From the listing below, return the lines verbatim, starting with the line that contains "Isolate qatari flag in the image above." and ending after the line that contains "[0,329,306,852]".

Rows:
-------------------------
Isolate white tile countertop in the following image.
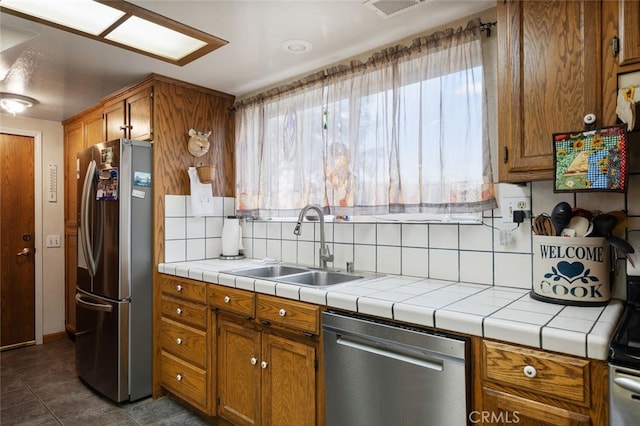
[158,259,624,360]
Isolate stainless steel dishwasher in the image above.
[322,311,470,426]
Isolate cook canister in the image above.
[531,235,611,306]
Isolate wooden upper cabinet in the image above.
[104,86,153,141]
[498,0,601,182]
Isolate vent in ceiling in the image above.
[363,0,424,18]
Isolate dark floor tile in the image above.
[123,396,191,425]
[0,385,38,410]
[0,400,61,426]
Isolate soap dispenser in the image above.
[221,216,244,258]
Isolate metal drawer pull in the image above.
[522,365,538,379]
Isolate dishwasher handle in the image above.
[336,334,444,371]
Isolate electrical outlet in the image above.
[47,235,60,247]
[500,197,531,223]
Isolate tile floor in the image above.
[0,339,210,426]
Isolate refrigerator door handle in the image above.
[80,160,96,277]
[76,293,113,312]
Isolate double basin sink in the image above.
[224,265,366,287]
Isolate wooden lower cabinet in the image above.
[469,337,609,426]
[157,276,216,416]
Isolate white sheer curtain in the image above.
[235,21,495,217]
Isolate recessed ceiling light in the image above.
[0,0,228,66]
[282,40,312,54]
[0,92,38,115]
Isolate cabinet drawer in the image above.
[209,285,256,318]
[161,296,208,329]
[160,318,207,368]
[256,294,320,336]
[160,276,207,304]
[160,351,207,410]
[482,341,591,407]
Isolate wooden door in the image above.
[262,333,316,426]
[498,0,602,182]
[480,388,592,426]
[217,315,262,425]
[0,133,36,349]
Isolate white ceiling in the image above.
[0,0,495,121]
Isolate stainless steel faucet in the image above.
[293,204,333,269]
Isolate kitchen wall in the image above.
[0,114,65,343]
[165,175,640,298]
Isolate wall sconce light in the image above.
[0,92,38,116]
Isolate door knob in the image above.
[16,247,31,256]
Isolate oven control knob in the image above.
[523,365,538,379]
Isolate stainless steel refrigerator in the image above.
[76,139,153,402]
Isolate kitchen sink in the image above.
[278,270,364,286]
[223,265,365,287]
[227,265,309,278]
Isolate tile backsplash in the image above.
[165,175,640,299]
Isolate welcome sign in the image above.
[531,235,611,306]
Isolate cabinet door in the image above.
[619,0,640,65]
[84,111,105,147]
[498,0,601,182]
[262,333,316,426]
[125,87,153,141]
[482,388,591,426]
[217,315,261,425]
[104,99,127,141]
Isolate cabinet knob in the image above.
[522,365,538,379]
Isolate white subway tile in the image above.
[460,251,493,284]
[401,247,429,278]
[429,224,459,250]
[164,217,187,240]
[353,223,376,244]
[402,223,429,248]
[377,223,401,246]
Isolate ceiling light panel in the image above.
[0,0,125,36]
[0,0,228,66]
[104,16,207,61]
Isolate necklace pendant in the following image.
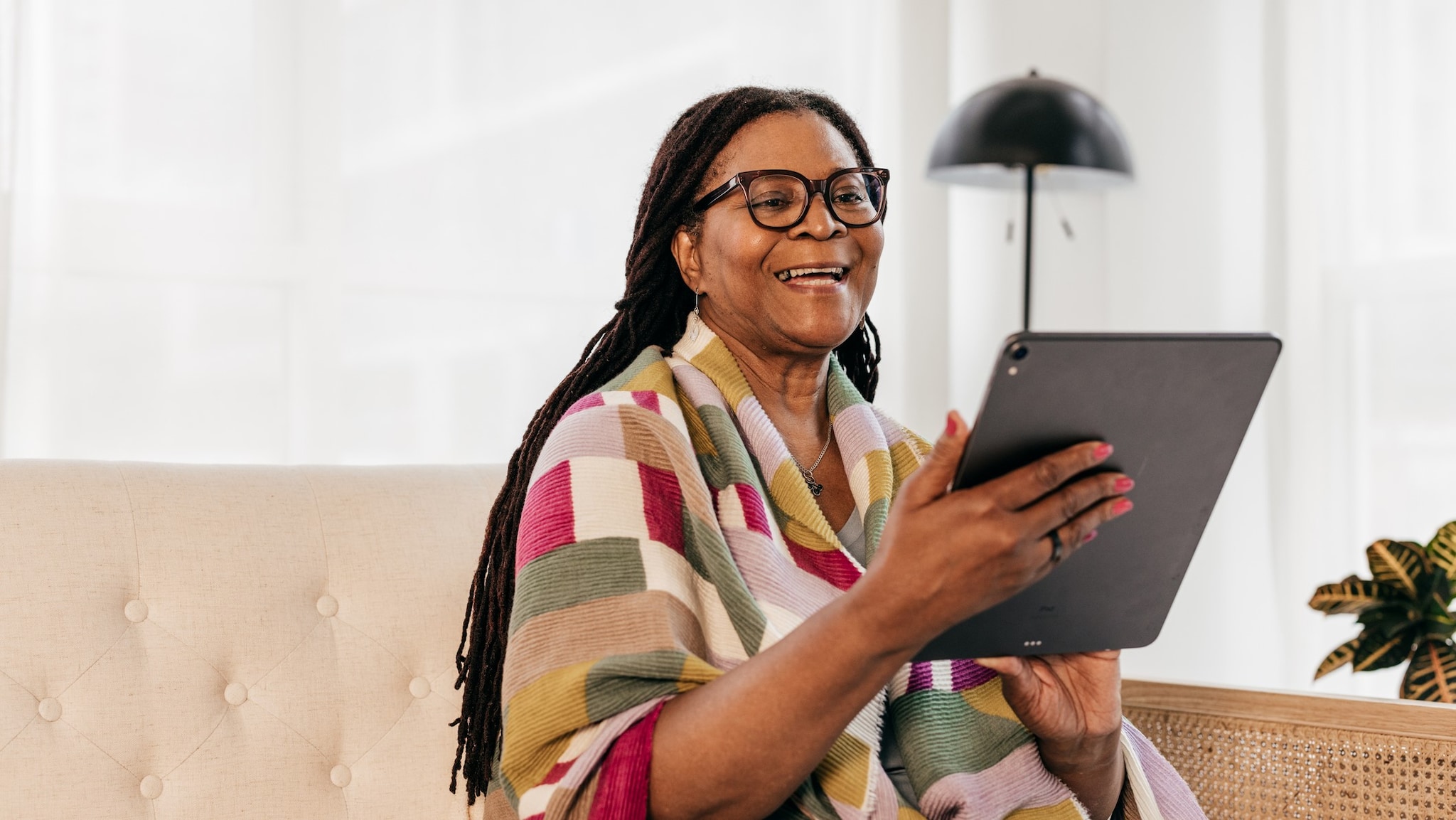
[802,470,824,498]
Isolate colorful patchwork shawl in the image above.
[485,326,1203,819]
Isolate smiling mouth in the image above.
[775,268,849,282]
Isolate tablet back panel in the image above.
[916,332,1280,660]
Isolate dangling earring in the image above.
[687,290,703,342]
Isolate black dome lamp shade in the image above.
[929,68,1133,329]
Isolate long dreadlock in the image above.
[450,86,879,804]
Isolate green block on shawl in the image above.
[889,689,1031,795]
[683,508,769,657]
[511,538,646,635]
[587,649,687,723]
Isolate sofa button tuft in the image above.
[141,775,161,799]
[124,599,149,624]
[36,698,61,723]
[223,680,247,706]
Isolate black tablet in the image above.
[916,332,1280,661]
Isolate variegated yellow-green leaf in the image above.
[1401,641,1456,703]
[1309,578,1401,614]
[1315,638,1360,680]
[1366,539,1431,599]
[1425,521,1456,578]
[1351,629,1414,671]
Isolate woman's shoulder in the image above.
[533,345,690,475]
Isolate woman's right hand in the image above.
[856,411,1133,651]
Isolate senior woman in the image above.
[451,87,1203,820]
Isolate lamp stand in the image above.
[1021,163,1037,331]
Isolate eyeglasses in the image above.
[695,168,889,230]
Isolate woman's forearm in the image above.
[649,573,923,820]
[1038,733,1125,820]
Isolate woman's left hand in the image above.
[975,649,1123,817]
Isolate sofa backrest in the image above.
[0,460,504,820]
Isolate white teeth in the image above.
[778,268,845,282]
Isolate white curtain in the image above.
[0,0,1456,695]
[0,0,943,462]
[951,0,1456,696]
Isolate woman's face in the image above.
[673,112,884,356]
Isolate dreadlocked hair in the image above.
[450,86,879,804]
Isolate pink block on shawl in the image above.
[633,466,683,555]
[783,539,859,590]
[632,390,663,415]
[515,462,577,573]
[589,703,664,820]
[734,484,773,538]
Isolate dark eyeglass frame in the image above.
[693,168,889,230]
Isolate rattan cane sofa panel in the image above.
[1124,681,1456,820]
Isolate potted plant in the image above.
[1309,521,1456,703]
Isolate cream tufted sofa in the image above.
[0,460,503,820]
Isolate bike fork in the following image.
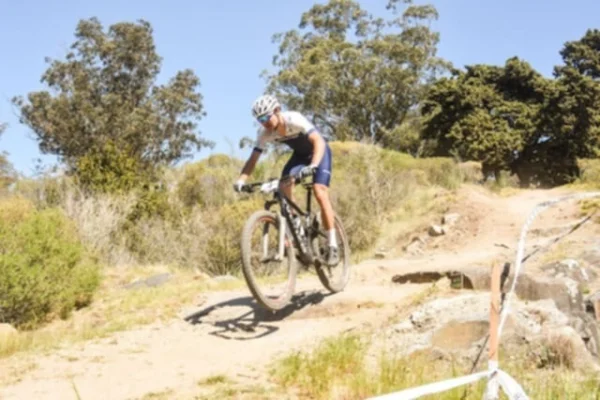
[262,213,286,261]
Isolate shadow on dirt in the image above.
[184,292,331,340]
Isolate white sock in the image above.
[328,229,337,247]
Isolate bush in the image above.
[0,198,100,329]
[203,196,263,274]
[330,142,464,252]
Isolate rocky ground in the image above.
[0,187,600,400]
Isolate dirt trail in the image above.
[0,187,592,400]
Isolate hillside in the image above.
[0,184,600,400]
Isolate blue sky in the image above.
[0,0,600,175]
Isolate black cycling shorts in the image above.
[281,143,332,186]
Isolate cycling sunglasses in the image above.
[256,114,273,124]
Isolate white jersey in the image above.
[255,111,317,154]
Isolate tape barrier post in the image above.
[483,262,502,400]
[367,192,600,400]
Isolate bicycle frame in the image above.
[265,178,314,264]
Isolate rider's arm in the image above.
[238,148,262,182]
[308,130,325,167]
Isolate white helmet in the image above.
[252,94,281,118]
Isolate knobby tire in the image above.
[241,210,298,311]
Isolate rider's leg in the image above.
[279,153,302,205]
[313,144,339,266]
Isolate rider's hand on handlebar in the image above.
[297,165,317,179]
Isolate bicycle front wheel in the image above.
[313,213,350,293]
[241,210,297,311]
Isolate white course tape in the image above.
[368,371,492,400]
[498,370,529,400]
[367,192,600,400]
[498,192,600,340]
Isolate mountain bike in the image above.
[241,176,350,311]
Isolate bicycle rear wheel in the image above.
[241,210,297,311]
[313,212,350,293]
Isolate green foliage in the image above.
[0,124,17,191]
[177,154,243,208]
[421,30,600,186]
[331,142,463,251]
[0,198,100,328]
[422,58,547,176]
[13,18,212,193]
[267,0,447,148]
[76,141,151,193]
[202,197,263,275]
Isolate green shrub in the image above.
[0,198,100,329]
[330,142,464,252]
[577,159,600,187]
[203,196,263,274]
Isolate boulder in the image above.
[0,323,19,347]
[385,292,600,369]
[429,224,446,237]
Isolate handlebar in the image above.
[240,175,314,193]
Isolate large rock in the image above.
[0,323,19,347]
[385,293,600,369]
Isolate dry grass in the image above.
[0,267,245,357]
[272,328,600,400]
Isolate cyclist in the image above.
[234,94,339,266]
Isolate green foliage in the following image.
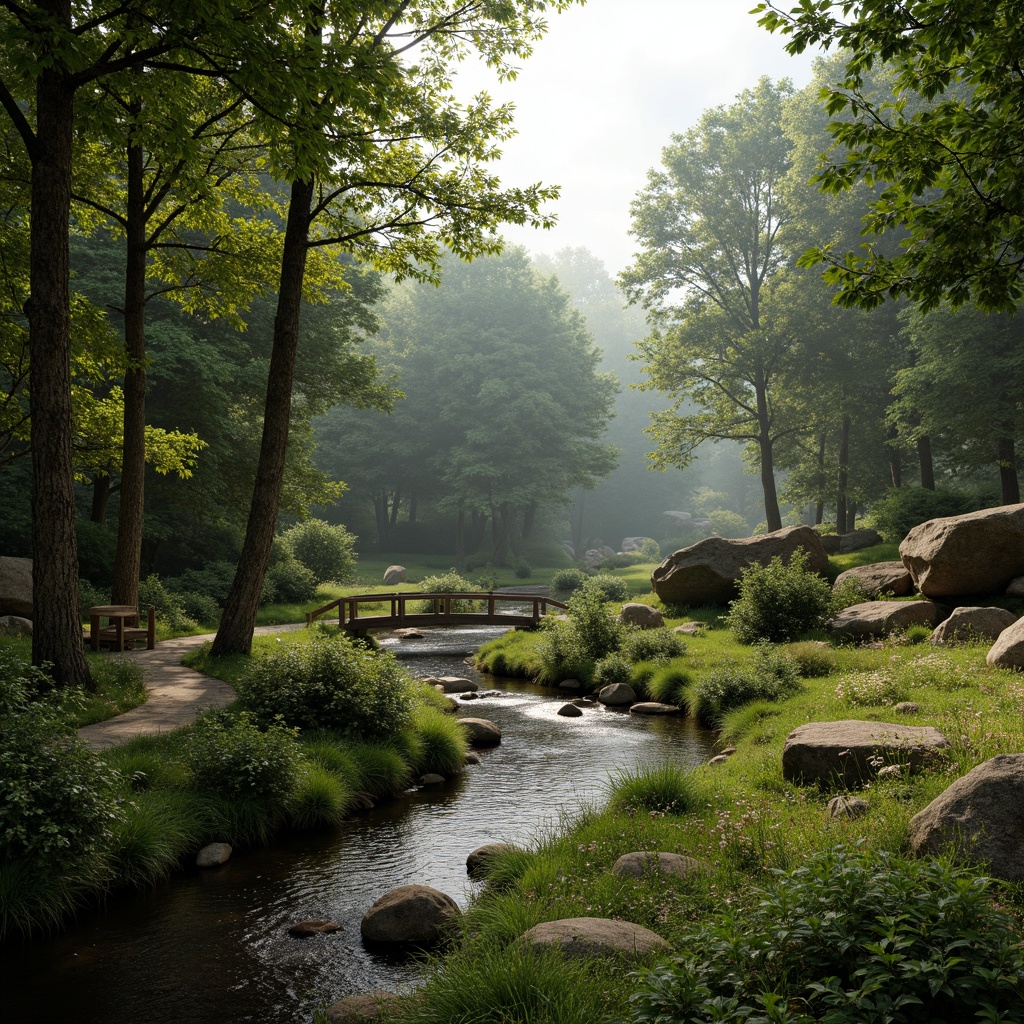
[621,626,686,662]
[0,646,121,872]
[729,549,833,643]
[628,848,1024,1024]
[184,711,303,805]
[281,519,355,585]
[238,634,413,740]
[551,567,587,594]
[608,761,700,815]
[870,487,997,544]
[686,644,800,729]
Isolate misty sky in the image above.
[460,0,812,275]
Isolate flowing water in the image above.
[0,629,712,1024]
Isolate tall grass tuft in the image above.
[608,761,702,815]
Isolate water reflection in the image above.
[0,630,710,1024]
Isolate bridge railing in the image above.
[306,591,568,630]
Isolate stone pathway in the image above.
[78,624,302,751]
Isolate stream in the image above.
[0,628,714,1024]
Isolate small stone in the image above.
[196,843,231,867]
[288,921,341,939]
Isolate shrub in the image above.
[551,568,588,594]
[267,558,317,604]
[622,627,686,662]
[584,572,630,601]
[281,519,355,584]
[728,550,833,643]
[238,634,413,740]
[184,711,303,804]
[870,487,999,544]
[629,849,1024,1024]
[0,647,121,871]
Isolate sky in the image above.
[459,0,812,276]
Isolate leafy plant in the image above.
[728,549,834,643]
[238,633,413,740]
[628,848,1024,1024]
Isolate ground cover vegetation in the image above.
[0,629,467,938]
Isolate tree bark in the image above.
[998,437,1021,505]
[211,178,313,655]
[111,125,146,605]
[918,434,935,490]
[836,416,852,534]
[29,9,92,687]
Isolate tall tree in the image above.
[622,78,800,530]
[213,0,571,654]
[755,0,1024,310]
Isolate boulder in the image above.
[288,921,341,939]
[929,605,1017,643]
[434,676,480,693]
[909,754,1024,882]
[985,617,1024,669]
[466,843,512,879]
[0,555,32,618]
[359,886,462,948]
[833,562,913,600]
[0,615,32,637]
[839,529,882,555]
[650,526,828,606]
[899,505,1024,597]
[782,720,948,786]
[827,601,939,640]
[611,850,711,879]
[618,601,665,630]
[459,718,502,746]
[630,700,679,715]
[327,988,401,1024]
[519,918,669,959]
[597,683,637,708]
[196,843,231,867]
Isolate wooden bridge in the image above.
[306,591,568,633]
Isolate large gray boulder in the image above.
[650,526,828,606]
[899,505,1024,597]
[519,918,669,959]
[827,601,939,640]
[833,562,913,600]
[359,886,462,948]
[782,719,948,788]
[0,555,32,618]
[929,605,1017,643]
[985,617,1024,669]
[910,754,1024,882]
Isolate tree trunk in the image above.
[28,18,92,687]
[836,416,851,534]
[89,473,111,526]
[998,437,1021,505]
[111,126,145,605]
[918,434,935,490]
[211,178,313,654]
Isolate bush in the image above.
[584,572,630,601]
[0,647,121,872]
[869,487,999,544]
[281,519,355,585]
[728,550,834,643]
[184,711,303,804]
[267,557,318,604]
[238,634,413,740]
[551,568,588,594]
[628,848,1024,1024]
[621,627,686,662]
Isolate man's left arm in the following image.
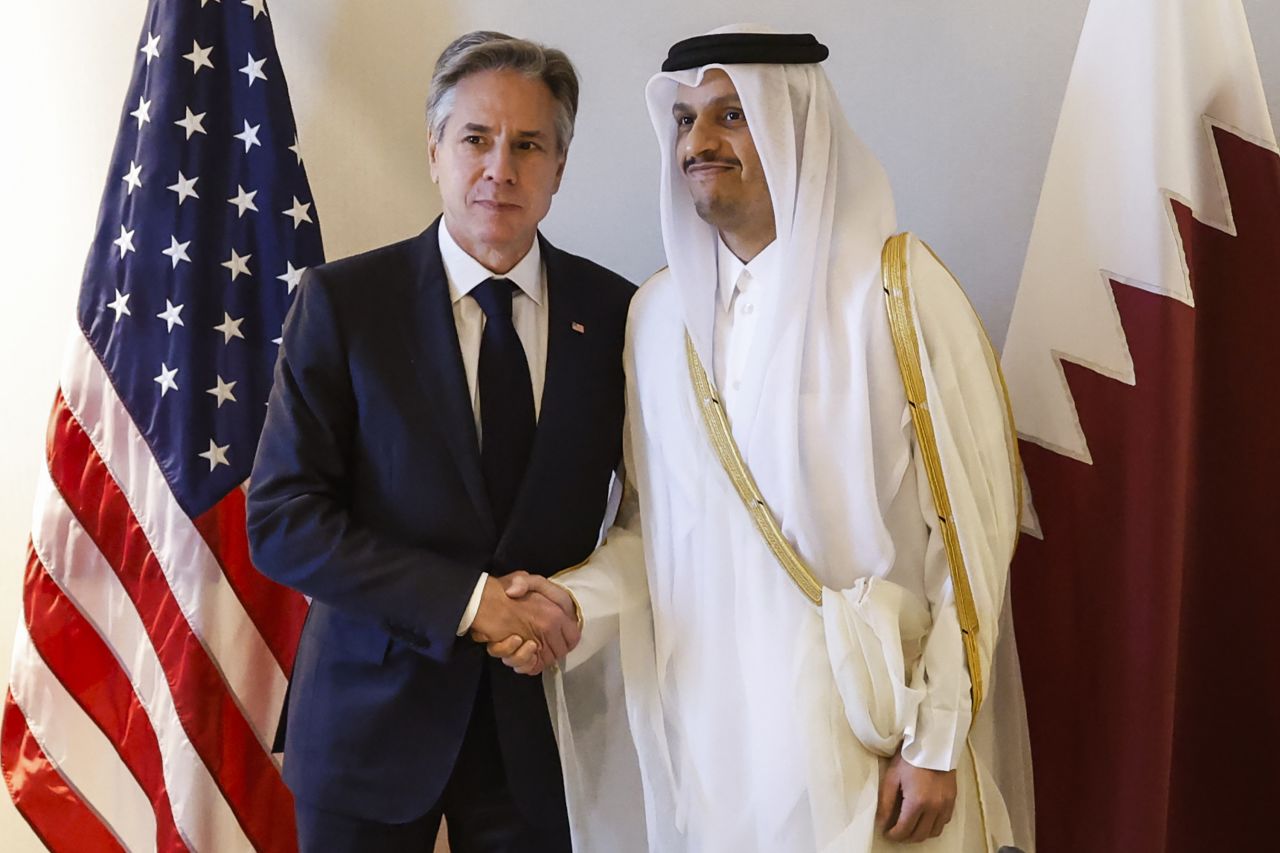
[877,422,972,841]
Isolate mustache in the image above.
[680,155,742,173]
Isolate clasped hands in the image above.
[471,571,581,675]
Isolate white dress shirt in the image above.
[439,220,548,637]
[712,233,780,423]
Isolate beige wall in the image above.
[0,0,1280,853]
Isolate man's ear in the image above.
[552,151,568,196]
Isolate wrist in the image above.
[548,578,586,631]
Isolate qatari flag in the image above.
[0,0,321,853]
[1004,0,1280,853]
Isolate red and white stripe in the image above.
[0,329,306,852]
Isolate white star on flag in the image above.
[223,248,252,282]
[111,225,137,259]
[234,122,262,154]
[160,234,191,269]
[120,160,142,196]
[275,261,307,293]
[129,97,151,131]
[239,54,266,86]
[182,41,214,74]
[156,300,187,332]
[280,196,311,231]
[174,106,207,140]
[196,438,232,471]
[205,377,237,409]
[106,288,133,323]
[214,311,244,343]
[155,361,178,397]
[168,169,200,207]
[227,183,257,219]
[138,32,160,65]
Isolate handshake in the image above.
[471,571,581,675]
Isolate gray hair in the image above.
[426,29,577,154]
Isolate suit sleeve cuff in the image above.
[458,571,489,637]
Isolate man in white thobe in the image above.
[490,27,1030,853]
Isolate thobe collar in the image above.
[716,238,780,311]
[439,219,543,305]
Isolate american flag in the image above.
[0,0,323,852]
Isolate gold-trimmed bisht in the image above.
[685,330,822,605]
[881,232,983,719]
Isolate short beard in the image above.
[694,197,742,231]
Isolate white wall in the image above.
[0,0,1280,853]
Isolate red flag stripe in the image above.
[61,334,288,744]
[195,489,307,674]
[23,547,187,850]
[47,396,296,850]
[0,692,125,853]
[9,614,156,850]
[30,458,248,850]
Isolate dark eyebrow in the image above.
[462,122,547,140]
[671,93,742,113]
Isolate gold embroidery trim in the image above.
[920,240,1025,545]
[881,232,983,720]
[685,330,822,605]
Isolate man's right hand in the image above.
[488,571,581,675]
[471,571,580,675]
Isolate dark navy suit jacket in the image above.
[248,220,634,825]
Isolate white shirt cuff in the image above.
[458,571,489,637]
[902,702,969,771]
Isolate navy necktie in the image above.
[471,278,535,530]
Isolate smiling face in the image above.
[428,70,564,273]
[672,68,774,260]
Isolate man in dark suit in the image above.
[248,32,634,853]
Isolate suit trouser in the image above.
[294,667,572,853]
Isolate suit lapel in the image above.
[499,234,586,537]
[401,219,495,533]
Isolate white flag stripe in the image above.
[9,622,156,850]
[63,329,287,752]
[1002,0,1275,461]
[28,470,248,850]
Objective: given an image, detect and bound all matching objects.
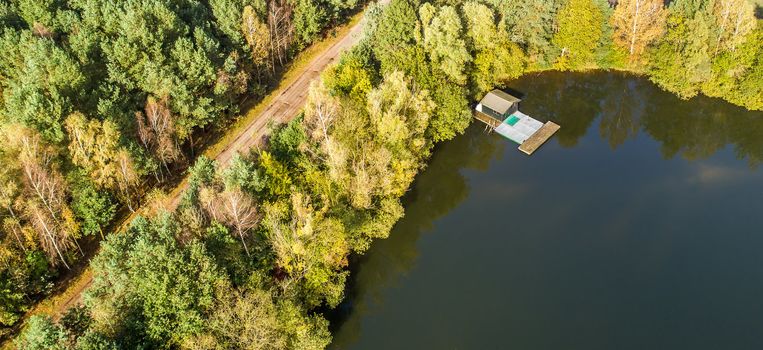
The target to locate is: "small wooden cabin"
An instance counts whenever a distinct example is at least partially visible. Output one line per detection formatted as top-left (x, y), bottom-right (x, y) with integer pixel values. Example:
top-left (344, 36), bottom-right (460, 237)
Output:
top-left (476, 89), bottom-right (522, 121)
top-left (474, 90), bottom-right (559, 155)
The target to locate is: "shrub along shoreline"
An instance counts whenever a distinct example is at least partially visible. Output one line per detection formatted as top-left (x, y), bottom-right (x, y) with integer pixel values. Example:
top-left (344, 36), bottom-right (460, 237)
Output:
top-left (10, 0), bottom-right (763, 349)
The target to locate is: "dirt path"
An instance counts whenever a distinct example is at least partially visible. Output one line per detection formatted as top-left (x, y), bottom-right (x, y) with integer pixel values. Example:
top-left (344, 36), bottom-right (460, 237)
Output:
top-left (169, 10), bottom-right (370, 208)
top-left (7, 4), bottom-right (382, 340)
-------------------------
Completed task:
Isolate qatari flag in the image above.
[0,0,321,853]
[1004,0,1280,853]
Isolate red and white stripe in the image above.
[0,329,306,852]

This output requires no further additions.